— Extract provided —

Some of the improvements I've made to this for own use but I like to share it

Ghost-chu commented 5 months ago

This PR should definitely not be merged straight away (missing tests, coding style, and some random debugging code), but I hope this PR will help improve this

The main improvements are as follows:

When a worker crashes, the batch snapshots it was responsible for are lost and cannot be taken over by other workers. Solved by refactoring to a FIFO Queue
When the program gets stuck, an incorrect exit can cause skipfile not to be saved. Solved by periodic saving.
Checking skipset in the download method was very slow (due to things like Python's GIL, progress bar update stuff), and now skipset checking will be done before starting workers. (Handle 129232 skips in 27mins -> Handle 475784 skips in <30secs)
Now while checking the skipset, the local downloaded files are also checked in the file system and added to the skipset. In addition to improving performance, this also allows you to quickly recover skips in case of skipfile corruption.
Improved the progress bar related code to allow fast forwarding multiple steps.

bitdruid commented 5 months ago

please review my implementations as i wanted to do less deep changes in the code-logic

Ghost-chu commented 5 months ago

please review my implementations as i wanted to do less deep changes in the code-logic

Why not process the skipset before starting the workers to start processing snapshots? Processing skipset in download will generate a lot of method calls and a lot of v.writes. Python's text output performance is not good enough.

— Given records —
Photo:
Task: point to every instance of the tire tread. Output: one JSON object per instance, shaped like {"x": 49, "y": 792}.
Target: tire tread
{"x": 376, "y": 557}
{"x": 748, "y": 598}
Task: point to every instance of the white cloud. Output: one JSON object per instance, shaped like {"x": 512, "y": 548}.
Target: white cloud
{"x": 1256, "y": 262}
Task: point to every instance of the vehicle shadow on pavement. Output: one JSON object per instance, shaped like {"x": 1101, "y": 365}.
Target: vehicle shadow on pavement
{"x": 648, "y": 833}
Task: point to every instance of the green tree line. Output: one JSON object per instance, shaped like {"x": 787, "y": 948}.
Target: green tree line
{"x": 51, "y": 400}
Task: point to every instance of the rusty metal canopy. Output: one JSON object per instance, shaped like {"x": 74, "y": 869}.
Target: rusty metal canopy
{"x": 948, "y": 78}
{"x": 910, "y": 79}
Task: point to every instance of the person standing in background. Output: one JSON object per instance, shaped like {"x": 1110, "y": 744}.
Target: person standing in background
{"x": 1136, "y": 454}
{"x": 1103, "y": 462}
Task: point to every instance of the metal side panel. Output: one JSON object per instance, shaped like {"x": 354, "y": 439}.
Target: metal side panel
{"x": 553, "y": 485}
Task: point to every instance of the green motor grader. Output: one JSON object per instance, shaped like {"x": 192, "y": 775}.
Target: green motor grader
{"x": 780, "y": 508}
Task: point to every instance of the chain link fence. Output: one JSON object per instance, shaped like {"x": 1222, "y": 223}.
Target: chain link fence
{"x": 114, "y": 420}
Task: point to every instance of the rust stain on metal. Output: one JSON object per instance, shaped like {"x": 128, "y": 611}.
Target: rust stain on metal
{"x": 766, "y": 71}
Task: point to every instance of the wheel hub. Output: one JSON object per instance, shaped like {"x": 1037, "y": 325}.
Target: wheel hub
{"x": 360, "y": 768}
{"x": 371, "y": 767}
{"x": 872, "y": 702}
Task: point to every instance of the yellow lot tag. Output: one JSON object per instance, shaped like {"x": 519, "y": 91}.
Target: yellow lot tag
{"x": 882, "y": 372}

— Exercise brief —
In the pull request discussion, how was the loss of batch snapshots after a worker crash solved?

— Written solution —
By refactoring to a FIFO queue.